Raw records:
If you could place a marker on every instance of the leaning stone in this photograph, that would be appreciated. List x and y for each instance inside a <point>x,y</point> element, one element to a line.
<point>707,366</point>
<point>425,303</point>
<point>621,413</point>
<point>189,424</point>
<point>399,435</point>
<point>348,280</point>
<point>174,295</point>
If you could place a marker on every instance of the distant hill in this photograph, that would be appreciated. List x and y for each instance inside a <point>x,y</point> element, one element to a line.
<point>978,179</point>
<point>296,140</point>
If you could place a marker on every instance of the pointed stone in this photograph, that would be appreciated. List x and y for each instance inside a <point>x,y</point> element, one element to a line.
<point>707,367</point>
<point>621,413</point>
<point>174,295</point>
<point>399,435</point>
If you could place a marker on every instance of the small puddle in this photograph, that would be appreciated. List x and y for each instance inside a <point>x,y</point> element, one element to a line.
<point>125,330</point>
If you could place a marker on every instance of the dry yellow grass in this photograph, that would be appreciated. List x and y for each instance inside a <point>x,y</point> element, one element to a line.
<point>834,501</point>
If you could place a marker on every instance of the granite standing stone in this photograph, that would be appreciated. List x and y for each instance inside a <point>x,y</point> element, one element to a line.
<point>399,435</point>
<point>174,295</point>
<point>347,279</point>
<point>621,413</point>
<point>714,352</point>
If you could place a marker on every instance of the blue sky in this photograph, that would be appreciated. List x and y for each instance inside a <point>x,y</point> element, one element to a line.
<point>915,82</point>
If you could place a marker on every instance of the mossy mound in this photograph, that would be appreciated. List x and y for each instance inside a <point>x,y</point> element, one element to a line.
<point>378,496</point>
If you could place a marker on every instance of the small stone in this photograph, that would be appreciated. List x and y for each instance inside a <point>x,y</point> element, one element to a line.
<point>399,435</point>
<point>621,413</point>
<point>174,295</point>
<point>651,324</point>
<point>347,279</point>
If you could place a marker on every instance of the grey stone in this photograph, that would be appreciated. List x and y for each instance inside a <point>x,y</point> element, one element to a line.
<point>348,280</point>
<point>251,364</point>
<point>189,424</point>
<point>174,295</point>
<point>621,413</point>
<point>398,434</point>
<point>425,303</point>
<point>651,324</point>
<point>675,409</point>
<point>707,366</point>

*TASK TO CARRY OUT*.
Write out again every line of the items between the lines holding "of the pointed" and "<point>915,82</point>", inclusive. Add -140 to each x and y coordinate in the answers.

*TASK RESULT*.
If you could place a marker on every instance of the pointed stone in this photograph, that would be appreciated. List x and y for each instance inside a <point>x,y</point> element, one element to a line.
<point>567,227</point>
<point>481,273</point>
<point>34,155</point>
<point>259,295</point>
If you could place a marker on every instance of the small puddle in this photograph, that would be appreciated. List x and y for each instance inside a <point>x,y</point> element, one element to a line.
<point>-15,190</point>
If you could place a marker on every instance of the dry yellow grass in this photograph, that would be appreciated. List x and y for each instance inside a <point>x,y</point> element, one element to a line.
<point>694,361</point>
If you could place a marker on every instance of the granite standing stone in this photograph, that would be appreciated. List x and y for each instance inside a <point>x,y</point> element, one element to a line.
<point>259,295</point>
<point>34,155</point>
<point>207,139</point>
<point>481,273</point>
<point>574,212</point>
If you could place a marker on every instance of the blue sky in this photograph, that would be appreciated. List x and y for each instance inside a <point>x,y</point> element, one element to a line.
<point>775,-58</point>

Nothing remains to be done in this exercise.